ESTRATTO DELLA PAGINA:
*****

In questi come negli altri clamorosi casi di sospensione dei voli per diversi giorni dai tre principali aeroporti siciliani (Catania Fontanarossa, Palermo Punta Raisi e Trapani Birgi), con una perdita stimata del 30% del traffico turistico, dell’interruzione dei collegamenti ferroviari e autostradali, dei blackout elettrici e idrici, provocati dal fuoco e dal caldo “africano” e verificatisi un po’ ovunque, si sono manifestate tutte le carenze gestionali e infrastrutturali di cui soffre la Sicilia, per responsabilità di una classe politica arraffatrice e incapace, quando non corrotta, che gli imbellettamenti di facciata non sono riusciti stavolta a mascherare.
Sono insufficienti o in avaria o inadeguati mezzi e personale, vi è un eccesso di burocrazia e sciatteria nell’attività di prevenzione, previsione e contrasto di eventi peraltro annunciati e ricorrenti, non esistono vie di fuga in molti paesi e città, soprattutto mancano di piani di funzionamento alternativi per le infrastrutture strategiche e di grande comunicazione, magistratura, università, mezzi di informazione sono sempre più supini ai governi in carica e incapaci di prospettare rimedi.
I fenomeni climatici estremi (caldo eccessivo, “bombe d’acqua”, forti venti sciroccali), che hanno inciso sullo sviluppo degli incendi ma sui quali i politici regionali scaricano le proprie responsabilità, non vanno affatto considerati come delle attenuanti, a cui si appellano sempre più i politici culi di bronzo e i burocrati degli Enti regionali ad essi ammanicati, ma delle aggravanti piuttosto, riguardo alle loro colpevoli inadempienze, in quanto – lo capiscono perfino i bambini – per contrastarli bisogna attrezzarsi di più e meglio e non di meno rispetto al passato.

*****

PROBLEMA POSTO: Cita per favore, dal brano sugli incendi in Sicilia, il passo che inizia con "In questi come" e prosegue fino a "stavolta a mascherare.".

Righe di puntamento su oggetti nominati:
*****

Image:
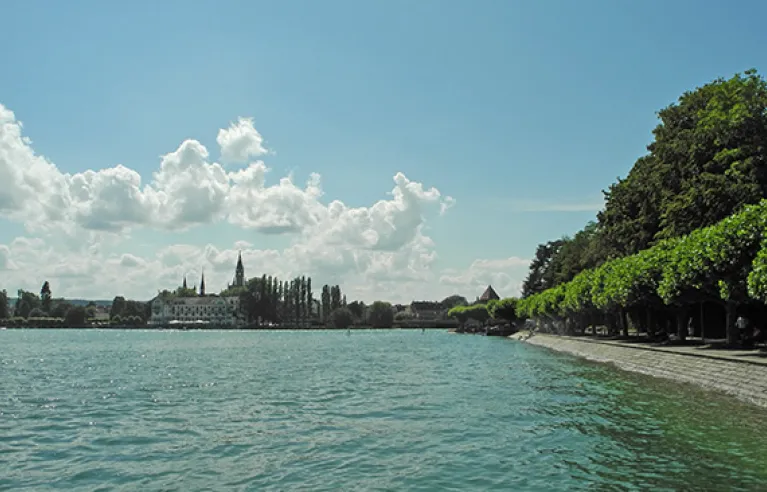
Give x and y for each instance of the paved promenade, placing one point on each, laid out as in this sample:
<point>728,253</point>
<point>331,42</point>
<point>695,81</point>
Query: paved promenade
<point>742,374</point>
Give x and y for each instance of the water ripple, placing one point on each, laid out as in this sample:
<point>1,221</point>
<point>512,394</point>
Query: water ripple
<point>382,410</point>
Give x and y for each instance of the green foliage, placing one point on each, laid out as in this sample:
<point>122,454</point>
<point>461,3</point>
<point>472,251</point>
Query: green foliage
<point>45,297</point>
<point>685,225</point>
<point>25,303</point>
<point>505,309</point>
<point>341,318</point>
<point>358,309</point>
<point>381,315</point>
<point>453,301</point>
<point>4,309</point>
<point>725,262</point>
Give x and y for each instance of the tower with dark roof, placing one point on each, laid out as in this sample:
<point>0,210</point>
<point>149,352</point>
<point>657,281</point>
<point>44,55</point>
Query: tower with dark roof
<point>489,295</point>
<point>239,273</point>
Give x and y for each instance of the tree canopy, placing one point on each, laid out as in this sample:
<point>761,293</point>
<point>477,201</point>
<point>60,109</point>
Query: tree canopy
<point>707,160</point>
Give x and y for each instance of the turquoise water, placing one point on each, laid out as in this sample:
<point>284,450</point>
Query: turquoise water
<point>375,410</point>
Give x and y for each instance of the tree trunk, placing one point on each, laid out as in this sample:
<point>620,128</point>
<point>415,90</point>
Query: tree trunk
<point>624,323</point>
<point>733,336</point>
<point>681,326</point>
<point>650,328</point>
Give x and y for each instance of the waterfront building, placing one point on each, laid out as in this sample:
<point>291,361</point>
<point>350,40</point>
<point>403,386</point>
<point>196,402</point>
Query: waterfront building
<point>488,295</point>
<point>427,310</point>
<point>200,309</point>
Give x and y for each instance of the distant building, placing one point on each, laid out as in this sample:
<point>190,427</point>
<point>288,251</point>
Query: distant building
<point>200,309</point>
<point>209,310</point>
<point>239,273</point>
<point>488,295</point>
<point>427,310</point>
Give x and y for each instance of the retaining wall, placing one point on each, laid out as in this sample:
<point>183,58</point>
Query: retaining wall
<point>743,380</point>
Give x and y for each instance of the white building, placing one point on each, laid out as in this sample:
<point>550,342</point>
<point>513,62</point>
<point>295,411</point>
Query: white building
<point>208,310</point>
<point>200,310</point>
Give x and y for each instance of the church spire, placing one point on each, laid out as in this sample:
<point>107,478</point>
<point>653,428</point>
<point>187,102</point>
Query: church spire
<point>239,272</point>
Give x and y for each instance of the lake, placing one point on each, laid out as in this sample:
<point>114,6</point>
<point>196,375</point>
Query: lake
<point>373,410</point>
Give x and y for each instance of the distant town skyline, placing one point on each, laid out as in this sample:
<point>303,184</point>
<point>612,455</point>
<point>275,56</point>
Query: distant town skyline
<point>403,151</point>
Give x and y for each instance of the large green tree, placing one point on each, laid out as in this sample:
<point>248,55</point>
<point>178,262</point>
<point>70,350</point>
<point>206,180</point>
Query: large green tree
<point>4,310</point>
<point>45,297</point>
<point>708,159</point>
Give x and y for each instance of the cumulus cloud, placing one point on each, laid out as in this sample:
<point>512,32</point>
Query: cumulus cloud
<point>505,275</point>
<point>240,141</point>
<point>376,251</point>
<point>190,190</point>
<point>400,277</point>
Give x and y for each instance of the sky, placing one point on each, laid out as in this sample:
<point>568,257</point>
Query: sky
<point>403,150</point>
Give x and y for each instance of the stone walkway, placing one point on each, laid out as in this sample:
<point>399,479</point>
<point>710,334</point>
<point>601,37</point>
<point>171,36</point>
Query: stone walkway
<point>697,349</point>
<point>742,374</point>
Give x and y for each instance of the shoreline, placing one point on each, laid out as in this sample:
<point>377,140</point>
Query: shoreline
<point>746,380</point>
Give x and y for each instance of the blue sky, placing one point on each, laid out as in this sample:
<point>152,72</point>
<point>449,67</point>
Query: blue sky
<point>521,111</point>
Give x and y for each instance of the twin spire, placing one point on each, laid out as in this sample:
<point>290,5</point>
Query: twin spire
<point>202,284</point>
<point>239,276</point>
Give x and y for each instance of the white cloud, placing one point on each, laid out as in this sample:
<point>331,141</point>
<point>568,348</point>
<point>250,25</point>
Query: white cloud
<point>79,225</point>
<point>401,276</point>
<point>240,141</point>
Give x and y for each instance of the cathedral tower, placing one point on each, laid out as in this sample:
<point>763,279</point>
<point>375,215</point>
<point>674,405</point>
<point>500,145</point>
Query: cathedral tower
<point>239,272</point>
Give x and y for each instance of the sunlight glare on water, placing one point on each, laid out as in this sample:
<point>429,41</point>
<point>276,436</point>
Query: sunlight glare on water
<point>320,410</point>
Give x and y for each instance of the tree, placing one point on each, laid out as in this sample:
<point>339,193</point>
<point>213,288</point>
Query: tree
<point>325,301</point>
<point>335,297</point>
<point>381,315</point>
<point>341,318</point>
<point>358,310</point>
<point>75,317</point>
<point>309,297</point>
<point>118,307</point>
<point>45,297</point>
<point>453,301</point>
<point>539,278</point>
<point>60,308</point>
<point>505,309</point>
<point>25,303</point>
<point>4,309</point>
<point>706,162</point>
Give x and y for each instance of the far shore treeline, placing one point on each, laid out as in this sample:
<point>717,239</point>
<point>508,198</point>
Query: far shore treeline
<point>681,245</point>
<point>679,248</point>
<point>265,302</point>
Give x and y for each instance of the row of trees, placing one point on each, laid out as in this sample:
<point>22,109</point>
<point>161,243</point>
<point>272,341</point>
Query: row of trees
<point>678,231</point>
<point>271,300</point>
<point>725,264</point>
<point>499,310</point>
<point>44,310</point>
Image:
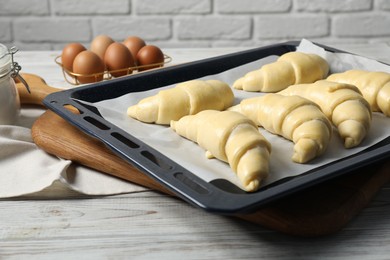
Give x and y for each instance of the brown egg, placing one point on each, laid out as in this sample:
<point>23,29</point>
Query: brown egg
<point>69,53</point>
<point>100,44</point>
<point>88,63</point>
<point>118,57</point>
<point>149,54</point>
<point>134,44</point>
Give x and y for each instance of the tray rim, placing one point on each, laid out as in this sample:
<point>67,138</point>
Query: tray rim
<point>205,196</point>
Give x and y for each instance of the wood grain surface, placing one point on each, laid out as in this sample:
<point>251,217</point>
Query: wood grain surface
<point>299,214</point>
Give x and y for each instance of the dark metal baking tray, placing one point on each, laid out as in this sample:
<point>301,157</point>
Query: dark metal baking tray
<point>216,196</point>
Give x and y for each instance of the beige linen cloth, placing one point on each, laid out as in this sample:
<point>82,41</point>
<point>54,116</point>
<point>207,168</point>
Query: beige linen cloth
<point>26,169</point>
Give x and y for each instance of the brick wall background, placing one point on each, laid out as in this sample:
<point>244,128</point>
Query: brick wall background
<point>50,24</point>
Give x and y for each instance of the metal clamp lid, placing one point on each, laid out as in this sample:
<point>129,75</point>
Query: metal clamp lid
<point>13,67</point>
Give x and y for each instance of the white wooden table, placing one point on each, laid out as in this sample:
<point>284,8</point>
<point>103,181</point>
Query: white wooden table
<point>58,223</point>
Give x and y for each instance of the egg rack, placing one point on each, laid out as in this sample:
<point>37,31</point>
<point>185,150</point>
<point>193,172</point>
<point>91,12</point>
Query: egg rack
<point>72,78</point>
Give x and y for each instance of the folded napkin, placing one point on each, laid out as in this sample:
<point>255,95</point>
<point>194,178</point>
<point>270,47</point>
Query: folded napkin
<point>26,169</point>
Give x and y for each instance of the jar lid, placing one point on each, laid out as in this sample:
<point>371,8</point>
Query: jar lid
<point>5,61</point>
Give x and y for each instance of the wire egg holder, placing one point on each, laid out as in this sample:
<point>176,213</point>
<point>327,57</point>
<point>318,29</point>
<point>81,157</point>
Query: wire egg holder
<point>73,78</point>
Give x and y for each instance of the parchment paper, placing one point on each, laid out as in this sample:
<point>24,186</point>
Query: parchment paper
<point>192,157</point>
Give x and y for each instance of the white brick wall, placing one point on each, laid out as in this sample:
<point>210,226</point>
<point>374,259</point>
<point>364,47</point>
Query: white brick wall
<point>50,24</point>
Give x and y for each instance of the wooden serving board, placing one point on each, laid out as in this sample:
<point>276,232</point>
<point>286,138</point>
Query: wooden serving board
<point>321,210</point>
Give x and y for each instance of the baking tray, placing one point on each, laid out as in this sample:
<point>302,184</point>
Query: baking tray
<point>217,196</point>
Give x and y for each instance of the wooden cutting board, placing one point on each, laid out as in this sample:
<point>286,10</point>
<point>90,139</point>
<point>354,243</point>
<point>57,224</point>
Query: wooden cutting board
<point>321,210</point>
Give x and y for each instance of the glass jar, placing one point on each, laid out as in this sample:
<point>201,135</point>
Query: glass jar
<point>9,97</point>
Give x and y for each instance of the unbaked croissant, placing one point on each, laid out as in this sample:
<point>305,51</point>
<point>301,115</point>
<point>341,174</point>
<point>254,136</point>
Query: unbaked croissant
<point>293,117</point>
<point>342,103</point>
<point>231,137</point>
<point>290,68</point>
<point>375,87</point>
<point>187,98</point>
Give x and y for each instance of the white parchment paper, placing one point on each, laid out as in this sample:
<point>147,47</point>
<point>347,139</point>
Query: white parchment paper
<point>192,157</point>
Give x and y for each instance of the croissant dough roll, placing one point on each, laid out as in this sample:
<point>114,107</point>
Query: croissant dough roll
<point>231,137</point>
<point>289,69</point>
<point>293,117</point>
<point>187,98</point>
<point>375,87</point>
<point>342,103</point>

*****

ESITO DEL COMPITO:
In questi come negli altri clamorosi casi di sospensione dei voli per diversi giorni dai tre principali aeroporti siciliani (Catania Fontanarossa, Palermo Punta Raisi e Trapani Birgi), con una perdita stimata del 30% del traffico turistico, dell’interruzione dei collegamenti ferroviari e autostradali, dei blackout elettrici e idrici, provocati dal fuoco e dal caldo “africano” e verificatisi un po’ ovunque, si sono manifestate tutte le carenze gestionali e infrastrutturali di cui soffre la Sicilia, per responsabilità di una classe politica arraffatrice e incapace, quando non corrotta, che gli imbellettamenti di facciata non sono riusciti stavolta a mascherare.